Records contained in a dataset
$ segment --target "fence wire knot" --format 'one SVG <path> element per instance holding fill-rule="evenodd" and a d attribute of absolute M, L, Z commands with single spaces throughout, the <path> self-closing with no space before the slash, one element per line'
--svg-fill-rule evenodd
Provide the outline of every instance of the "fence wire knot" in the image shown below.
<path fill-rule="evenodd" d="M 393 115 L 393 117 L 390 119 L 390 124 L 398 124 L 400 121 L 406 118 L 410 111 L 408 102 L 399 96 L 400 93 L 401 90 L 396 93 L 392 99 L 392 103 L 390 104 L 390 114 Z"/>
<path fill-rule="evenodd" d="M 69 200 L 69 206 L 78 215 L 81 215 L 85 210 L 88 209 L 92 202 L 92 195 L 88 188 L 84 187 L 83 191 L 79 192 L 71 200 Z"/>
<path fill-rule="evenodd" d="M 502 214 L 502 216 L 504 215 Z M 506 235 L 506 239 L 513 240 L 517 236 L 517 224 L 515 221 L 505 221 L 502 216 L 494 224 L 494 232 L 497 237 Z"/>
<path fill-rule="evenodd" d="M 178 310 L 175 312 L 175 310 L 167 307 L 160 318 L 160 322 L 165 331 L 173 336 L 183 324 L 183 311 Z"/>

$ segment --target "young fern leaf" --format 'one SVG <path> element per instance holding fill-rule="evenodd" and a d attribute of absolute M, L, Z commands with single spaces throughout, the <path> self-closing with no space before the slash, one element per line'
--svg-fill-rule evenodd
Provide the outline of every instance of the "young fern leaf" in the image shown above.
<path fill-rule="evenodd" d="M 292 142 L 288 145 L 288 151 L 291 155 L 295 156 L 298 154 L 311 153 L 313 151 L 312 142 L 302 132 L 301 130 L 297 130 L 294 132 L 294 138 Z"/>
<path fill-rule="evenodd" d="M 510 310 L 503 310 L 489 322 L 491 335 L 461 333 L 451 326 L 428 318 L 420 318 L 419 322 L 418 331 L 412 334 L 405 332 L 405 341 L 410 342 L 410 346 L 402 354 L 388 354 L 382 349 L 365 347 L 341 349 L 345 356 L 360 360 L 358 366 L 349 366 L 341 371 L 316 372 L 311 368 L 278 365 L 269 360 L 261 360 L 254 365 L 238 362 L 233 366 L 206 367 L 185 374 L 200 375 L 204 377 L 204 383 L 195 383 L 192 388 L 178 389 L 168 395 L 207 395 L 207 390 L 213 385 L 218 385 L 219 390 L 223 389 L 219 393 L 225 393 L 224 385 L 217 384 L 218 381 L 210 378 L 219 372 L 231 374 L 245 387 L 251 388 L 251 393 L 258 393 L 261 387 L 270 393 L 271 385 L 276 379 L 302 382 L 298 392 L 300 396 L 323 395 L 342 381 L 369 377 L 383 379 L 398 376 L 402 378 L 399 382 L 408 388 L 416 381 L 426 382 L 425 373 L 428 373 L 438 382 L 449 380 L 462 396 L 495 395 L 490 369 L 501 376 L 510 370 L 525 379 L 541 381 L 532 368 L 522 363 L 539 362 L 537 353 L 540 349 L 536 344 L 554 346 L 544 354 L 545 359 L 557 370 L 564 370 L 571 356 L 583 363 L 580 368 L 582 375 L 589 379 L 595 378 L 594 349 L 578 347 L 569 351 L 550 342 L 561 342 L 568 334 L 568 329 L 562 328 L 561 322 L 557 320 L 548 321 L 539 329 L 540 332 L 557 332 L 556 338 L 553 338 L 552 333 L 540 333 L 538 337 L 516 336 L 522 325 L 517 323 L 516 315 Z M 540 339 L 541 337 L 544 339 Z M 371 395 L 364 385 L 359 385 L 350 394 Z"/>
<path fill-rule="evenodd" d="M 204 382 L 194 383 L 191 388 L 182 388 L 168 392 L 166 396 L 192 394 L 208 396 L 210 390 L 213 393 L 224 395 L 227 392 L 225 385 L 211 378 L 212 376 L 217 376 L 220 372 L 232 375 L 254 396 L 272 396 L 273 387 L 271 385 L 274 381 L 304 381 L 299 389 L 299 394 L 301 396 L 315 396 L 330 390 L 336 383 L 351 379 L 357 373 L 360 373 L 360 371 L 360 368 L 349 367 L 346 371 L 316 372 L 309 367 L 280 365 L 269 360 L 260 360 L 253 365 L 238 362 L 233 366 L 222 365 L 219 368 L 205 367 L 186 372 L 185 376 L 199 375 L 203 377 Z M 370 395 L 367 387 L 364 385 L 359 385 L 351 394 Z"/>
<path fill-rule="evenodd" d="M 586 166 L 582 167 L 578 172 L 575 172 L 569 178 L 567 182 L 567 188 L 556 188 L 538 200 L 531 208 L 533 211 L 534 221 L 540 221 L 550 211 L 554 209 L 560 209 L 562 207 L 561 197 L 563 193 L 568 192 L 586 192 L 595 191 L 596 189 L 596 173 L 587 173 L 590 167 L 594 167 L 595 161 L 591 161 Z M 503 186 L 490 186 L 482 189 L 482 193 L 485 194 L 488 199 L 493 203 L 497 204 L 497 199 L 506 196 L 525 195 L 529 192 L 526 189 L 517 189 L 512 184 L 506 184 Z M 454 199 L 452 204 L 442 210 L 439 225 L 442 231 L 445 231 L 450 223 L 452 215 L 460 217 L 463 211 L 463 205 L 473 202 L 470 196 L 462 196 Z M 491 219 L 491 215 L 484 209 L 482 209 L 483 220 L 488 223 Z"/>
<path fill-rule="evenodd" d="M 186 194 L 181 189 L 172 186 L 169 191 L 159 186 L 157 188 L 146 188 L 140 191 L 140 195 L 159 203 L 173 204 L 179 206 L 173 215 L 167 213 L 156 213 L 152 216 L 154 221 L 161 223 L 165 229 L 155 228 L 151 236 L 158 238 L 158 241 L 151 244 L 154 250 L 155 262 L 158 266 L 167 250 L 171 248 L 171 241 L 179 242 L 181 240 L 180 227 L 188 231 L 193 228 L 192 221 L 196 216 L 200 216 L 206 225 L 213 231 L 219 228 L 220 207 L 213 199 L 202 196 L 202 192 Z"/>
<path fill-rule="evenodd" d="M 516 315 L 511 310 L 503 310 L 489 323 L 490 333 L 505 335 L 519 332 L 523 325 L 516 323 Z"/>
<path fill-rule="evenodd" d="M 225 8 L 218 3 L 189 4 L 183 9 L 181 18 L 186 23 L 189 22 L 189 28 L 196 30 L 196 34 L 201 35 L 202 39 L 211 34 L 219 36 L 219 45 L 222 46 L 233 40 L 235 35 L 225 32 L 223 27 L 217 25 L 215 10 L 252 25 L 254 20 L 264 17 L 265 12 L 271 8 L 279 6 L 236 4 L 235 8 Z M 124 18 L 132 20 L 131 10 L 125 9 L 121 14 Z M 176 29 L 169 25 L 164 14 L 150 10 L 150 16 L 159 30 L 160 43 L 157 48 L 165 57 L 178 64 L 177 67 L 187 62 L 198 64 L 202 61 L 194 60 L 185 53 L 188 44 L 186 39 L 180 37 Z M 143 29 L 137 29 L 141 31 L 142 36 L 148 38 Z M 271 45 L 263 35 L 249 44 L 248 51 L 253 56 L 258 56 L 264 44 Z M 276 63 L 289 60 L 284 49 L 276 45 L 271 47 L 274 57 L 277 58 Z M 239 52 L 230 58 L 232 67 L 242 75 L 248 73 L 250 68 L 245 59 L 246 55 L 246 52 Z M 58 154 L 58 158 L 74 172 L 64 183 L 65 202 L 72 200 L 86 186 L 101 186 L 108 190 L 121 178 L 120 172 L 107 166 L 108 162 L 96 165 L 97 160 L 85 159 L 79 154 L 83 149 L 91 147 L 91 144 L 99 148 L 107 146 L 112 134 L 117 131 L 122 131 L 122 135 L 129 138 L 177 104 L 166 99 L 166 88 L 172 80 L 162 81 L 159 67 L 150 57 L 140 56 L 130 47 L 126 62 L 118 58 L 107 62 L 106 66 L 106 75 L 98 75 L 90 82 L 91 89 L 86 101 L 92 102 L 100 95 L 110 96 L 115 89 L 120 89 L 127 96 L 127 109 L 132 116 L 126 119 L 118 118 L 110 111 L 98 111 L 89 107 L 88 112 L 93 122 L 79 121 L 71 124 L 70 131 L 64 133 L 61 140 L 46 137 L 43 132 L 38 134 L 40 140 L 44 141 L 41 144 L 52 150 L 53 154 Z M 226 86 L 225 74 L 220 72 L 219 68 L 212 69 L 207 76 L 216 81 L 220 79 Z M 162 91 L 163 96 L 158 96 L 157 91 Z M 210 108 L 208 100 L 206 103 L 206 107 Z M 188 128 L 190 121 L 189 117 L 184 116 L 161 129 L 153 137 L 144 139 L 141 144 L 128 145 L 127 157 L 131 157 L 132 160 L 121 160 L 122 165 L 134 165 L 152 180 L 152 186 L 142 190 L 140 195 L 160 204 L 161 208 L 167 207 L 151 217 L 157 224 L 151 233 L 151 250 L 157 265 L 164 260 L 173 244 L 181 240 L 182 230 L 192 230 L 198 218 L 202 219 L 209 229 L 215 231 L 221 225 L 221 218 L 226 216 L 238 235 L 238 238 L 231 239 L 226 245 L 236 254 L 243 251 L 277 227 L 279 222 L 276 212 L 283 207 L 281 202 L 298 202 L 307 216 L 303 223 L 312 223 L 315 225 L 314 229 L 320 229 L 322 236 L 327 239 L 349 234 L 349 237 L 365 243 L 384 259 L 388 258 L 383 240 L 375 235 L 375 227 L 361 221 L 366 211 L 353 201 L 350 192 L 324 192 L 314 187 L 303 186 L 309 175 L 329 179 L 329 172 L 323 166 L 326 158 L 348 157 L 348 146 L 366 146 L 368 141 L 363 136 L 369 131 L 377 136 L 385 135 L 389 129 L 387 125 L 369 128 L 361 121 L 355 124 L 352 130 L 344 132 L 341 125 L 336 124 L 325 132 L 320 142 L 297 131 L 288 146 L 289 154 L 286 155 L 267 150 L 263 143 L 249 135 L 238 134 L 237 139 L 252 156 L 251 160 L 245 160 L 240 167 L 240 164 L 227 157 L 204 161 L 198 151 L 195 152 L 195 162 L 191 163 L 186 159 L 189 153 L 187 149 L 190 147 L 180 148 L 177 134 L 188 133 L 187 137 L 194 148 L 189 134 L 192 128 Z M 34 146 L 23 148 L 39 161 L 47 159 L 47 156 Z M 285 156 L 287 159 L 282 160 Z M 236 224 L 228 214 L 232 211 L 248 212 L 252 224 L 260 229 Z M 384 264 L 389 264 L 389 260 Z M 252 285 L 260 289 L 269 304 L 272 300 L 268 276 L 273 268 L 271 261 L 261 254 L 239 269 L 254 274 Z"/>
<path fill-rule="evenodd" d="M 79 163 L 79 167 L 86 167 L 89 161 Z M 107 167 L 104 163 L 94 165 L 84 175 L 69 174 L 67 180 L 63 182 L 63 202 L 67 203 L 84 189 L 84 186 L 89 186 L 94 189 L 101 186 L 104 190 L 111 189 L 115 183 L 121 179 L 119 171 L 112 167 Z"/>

** TASK DESCRIPTION **
Only the number is wanted: how many lines in the entries above contain the word "leaf"?

** TASK ANSWER **
2